Given instruction:
Copy out every one of the records below word for word, leaving out the pictures.

(Collected data)
******************************
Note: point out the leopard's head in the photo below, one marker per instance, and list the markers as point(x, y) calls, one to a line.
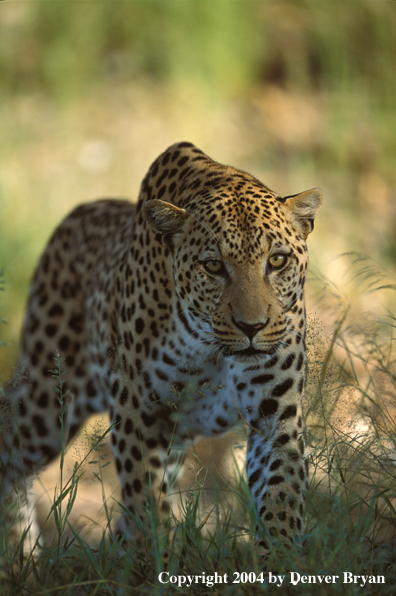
point(239, 257)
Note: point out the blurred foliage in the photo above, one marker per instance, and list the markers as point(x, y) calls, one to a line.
point(298, 92)
point(231, 44)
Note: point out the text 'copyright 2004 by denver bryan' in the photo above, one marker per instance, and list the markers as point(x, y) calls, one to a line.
point(293, 578)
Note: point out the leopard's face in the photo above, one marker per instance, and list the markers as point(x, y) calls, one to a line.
point(239, 263)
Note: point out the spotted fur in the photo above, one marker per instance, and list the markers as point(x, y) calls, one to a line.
******************************
The answer:
Note: point out the leopard's head in the photo below, one marker per instance, and list the markers as point(x, y) calls, one to a line.
point(239, 257)
Note: point out the blurred foliage in the photo above, one marker per instance, and list the markers as point(x, y) calls, one to a line.
point(298, 92)
point(231, 44)
Note: point out the text 'copyright 2004 by denver bryan' in the photo above, one marker per instance, and list the markers as point(x, y) calls, one to a line.
point(293, 578)
Note: point out the leopard's face in the photo above, one marker per instance, and list the markers as point(x, y) calls, one to a line.
point(239, 263)
Note: point out the spotted fur in the photo above, one marker per instance, and list the markers as point(x, y) calls, one to a line.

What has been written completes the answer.